*** Exercise input Section Begins ***

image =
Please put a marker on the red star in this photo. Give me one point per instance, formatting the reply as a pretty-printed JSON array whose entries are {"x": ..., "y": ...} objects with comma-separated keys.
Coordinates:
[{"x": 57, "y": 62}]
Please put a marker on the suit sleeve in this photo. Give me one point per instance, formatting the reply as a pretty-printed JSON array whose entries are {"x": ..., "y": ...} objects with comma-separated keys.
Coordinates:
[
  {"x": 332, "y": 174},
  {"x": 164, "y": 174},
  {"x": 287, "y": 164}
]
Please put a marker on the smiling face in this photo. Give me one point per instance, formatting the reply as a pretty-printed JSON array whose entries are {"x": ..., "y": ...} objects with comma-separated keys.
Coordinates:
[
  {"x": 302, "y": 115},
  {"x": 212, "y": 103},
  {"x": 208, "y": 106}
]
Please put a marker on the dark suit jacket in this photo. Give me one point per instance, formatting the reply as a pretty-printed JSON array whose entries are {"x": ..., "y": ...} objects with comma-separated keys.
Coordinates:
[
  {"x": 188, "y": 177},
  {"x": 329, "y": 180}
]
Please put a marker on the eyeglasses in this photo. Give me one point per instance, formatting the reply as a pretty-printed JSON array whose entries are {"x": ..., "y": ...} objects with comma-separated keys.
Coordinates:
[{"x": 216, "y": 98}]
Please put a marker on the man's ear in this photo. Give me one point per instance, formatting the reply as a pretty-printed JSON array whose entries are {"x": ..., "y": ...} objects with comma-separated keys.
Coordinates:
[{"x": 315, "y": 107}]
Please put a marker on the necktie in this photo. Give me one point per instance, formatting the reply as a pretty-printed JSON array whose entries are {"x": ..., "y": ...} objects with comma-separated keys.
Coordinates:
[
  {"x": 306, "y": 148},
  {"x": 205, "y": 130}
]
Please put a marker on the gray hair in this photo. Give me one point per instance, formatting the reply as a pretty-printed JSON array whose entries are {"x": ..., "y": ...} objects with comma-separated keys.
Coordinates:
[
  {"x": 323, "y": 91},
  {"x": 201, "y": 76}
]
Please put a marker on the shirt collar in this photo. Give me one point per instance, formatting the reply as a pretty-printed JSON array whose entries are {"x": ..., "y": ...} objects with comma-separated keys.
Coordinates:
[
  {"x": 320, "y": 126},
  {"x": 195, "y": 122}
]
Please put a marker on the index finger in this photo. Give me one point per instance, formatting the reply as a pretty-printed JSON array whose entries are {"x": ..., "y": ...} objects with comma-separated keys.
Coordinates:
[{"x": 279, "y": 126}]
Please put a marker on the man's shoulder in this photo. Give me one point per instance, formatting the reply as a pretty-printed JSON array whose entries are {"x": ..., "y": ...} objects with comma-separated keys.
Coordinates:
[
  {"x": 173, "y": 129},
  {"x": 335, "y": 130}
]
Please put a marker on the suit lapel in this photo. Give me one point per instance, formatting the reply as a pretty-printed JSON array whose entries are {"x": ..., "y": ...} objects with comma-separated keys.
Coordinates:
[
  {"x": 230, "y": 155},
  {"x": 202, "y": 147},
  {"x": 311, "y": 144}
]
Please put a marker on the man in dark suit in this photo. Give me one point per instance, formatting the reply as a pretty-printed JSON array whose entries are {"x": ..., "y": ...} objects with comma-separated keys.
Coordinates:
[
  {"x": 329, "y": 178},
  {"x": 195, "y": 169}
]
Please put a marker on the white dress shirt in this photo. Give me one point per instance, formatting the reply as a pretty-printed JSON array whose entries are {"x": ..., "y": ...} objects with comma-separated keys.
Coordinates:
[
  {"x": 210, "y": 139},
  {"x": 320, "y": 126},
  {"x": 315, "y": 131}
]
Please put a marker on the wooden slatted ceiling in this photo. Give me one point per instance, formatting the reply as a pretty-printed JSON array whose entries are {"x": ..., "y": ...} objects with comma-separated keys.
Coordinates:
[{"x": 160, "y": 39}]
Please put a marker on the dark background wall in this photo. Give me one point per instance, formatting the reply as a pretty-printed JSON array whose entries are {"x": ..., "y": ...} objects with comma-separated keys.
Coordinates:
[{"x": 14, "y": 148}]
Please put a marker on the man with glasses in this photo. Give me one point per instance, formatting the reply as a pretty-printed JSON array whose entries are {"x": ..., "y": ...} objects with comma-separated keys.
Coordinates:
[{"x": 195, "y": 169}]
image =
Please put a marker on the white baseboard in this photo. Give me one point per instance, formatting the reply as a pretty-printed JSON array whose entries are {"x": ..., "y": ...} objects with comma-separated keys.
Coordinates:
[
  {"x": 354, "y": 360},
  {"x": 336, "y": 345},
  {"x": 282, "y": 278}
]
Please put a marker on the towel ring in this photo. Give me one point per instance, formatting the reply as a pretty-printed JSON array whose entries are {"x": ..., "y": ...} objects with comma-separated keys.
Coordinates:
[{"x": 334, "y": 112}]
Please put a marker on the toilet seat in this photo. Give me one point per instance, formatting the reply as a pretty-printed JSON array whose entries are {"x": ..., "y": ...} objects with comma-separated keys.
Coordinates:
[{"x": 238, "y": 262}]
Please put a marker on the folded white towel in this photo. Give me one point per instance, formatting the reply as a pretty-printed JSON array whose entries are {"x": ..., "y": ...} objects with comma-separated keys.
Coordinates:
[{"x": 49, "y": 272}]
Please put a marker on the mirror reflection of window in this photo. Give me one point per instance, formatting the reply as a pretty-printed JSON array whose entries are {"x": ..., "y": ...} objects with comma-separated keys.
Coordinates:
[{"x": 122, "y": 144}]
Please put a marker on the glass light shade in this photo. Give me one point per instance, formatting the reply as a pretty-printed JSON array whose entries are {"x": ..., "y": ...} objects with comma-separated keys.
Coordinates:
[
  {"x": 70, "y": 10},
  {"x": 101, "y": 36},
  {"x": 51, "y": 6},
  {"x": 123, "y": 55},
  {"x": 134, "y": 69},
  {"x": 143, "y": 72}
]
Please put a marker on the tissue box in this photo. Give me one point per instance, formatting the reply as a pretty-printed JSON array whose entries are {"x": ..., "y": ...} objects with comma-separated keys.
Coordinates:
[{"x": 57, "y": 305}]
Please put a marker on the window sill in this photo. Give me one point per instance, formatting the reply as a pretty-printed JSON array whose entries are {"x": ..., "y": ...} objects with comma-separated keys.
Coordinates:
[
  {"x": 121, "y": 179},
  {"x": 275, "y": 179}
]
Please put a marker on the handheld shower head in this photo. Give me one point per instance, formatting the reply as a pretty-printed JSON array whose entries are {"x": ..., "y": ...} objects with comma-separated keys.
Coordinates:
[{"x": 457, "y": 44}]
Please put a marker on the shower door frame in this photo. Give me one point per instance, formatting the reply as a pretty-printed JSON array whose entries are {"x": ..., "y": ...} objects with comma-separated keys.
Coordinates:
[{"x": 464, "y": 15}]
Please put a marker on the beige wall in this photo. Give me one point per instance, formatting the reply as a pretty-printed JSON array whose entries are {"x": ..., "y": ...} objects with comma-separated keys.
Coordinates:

*** Exercise input Section Ends ***

What is required >> Copy every line of the listing where the word "towel" appears.

Reply >>
Please put a marker on the towel ring in this photo. Give me one point per instance, formatting the reply as a pretty-printed JSON array whose entries are {"x": ..., "y": ...} objects with comma-separated keys.
Please put a marker on the folded white towel in this photo. Give me one point per instance, formatting the reply as a pretty-printed JSON array whose entries are {"x": ..., "y": ...} objects with comma-separated keys.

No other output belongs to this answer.